TEXTE À LIRE ▸
========================================

L’amiral De Crès présente aussitôt ce projet. Il propose un armement formidable : 104 vaisseaux de ligne, 85 frégates, 30 corvettes, 50 bricks, 33 flûtes, 5 gabares, 30 gabares-écuries, 11 transports, 484 bâtimens de flottille, en tout 832 bâtimens montés par 136,000 hommes.

Le budget de 1812 élevait les dépenses à 223 millions, celui de 1813 à 255,800,000 fr. La dépense d’armement de cette grande flotte en 1814 (indépendamment de ce que devaient coûter les autres services) était évaluée à 146 millions. Qu’arriva-t-il de ce projet ? Ce qui était advenu des grands projets de Louis XIV pour la marine. Les campagnes d’Espagne et de Russie exigèrent d’immenses dépenses. Toute la volonté de l’empereur de doter la flotte ne put prévaloir contre la nécessité.

========================================

CONSIGNES DE L'EXERCICE ▸
A: Répondez aux questions suivantes d'après le texte sur l'armement naval :
(i) Combien d'hommes devaient monter les 832 bâtiments proposés par l'amiral De Crès ?
(ii) À quel montant le budget de 1813 élevait-il les dépenses ?
(iii) Quelles campagnes exigèrent d'immenses dépenses ?
B: Poursuivez le texte sur l'armement naval après sa dernière phrase.

EXTRAIT DE DONNÉES ▸
========================================

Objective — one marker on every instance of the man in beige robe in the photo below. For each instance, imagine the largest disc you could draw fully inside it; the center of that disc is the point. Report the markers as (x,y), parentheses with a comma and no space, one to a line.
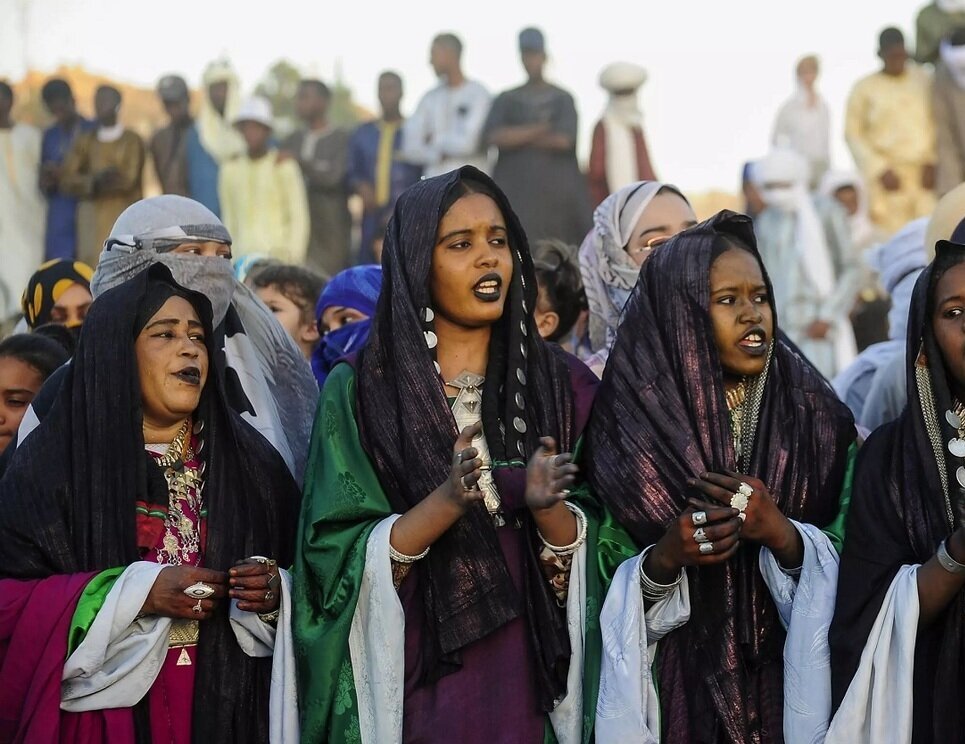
(105,167)
(891,133)
(22,207)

========================================

CORRIGÉ ▸
A:
(i) 136,000 hommes.
(ii) 255,800,000 fr.
(iii) Les campagnes d'Espagne et de Russie.

B:
Napoléon, dans les longues guerres qu’il a si glorieusement fournies, était seul contre tous comme Louis XIV. Tous deux ont succombé sur le continent et à la mer ; tous deux ont épuisé la patrie ; tous deux l’ont laissée affaiblie pour long-temps. Ces expériences si coûteuses ne seront pas perdues pour notre avenir politique. Si nous recommencions les rêves gigantesques des deux derniers siècles, nous nous réveillerions seuls une fois encore et dans l’abîme. Ne parlons donc plus de lac français ; parlons de la liberté des mers, et alors nous ne serons pas seuls. Le peuple anglais est un grand peuple, honnête, religieux, ardent à faire marcher la civilisation ; mais il porte le faix d’un empire démesuré. L’instinct de la conservation plus que le calcul l’obligera tôt ou tard à porter atteinte à quelqu’un de ces droits des nations qu’elles ne se laissent jamais impunément ravir. La guerre de l’opium en Chine est un de ces attentats, qu’on croit impossibles avant qu’ils aient été commis, et qui se renouvellent infailliblement dès qu’ils ont pu se produire un jour. Déjà les Anglais sont dépassés dans l’industrie de la navigation par les Américains et par les Norvégiens. Dans les industries de fabrication, l’Allemagne, devancée par la France, élève contre les ateliers anglais des concurrences redoutables. L’Angleterre résistera-t-elle aux tentations que donne trop souvent le sentiment d’une force supérieure ? saura-t-elle en triompher avec cette virile sagesse qui préside à ses conseils ? ou bien, dans un jour d’enivrement et de colère, se laissera-t-elle entraîner sur la pente des violences ?

  1. Archives de la marine.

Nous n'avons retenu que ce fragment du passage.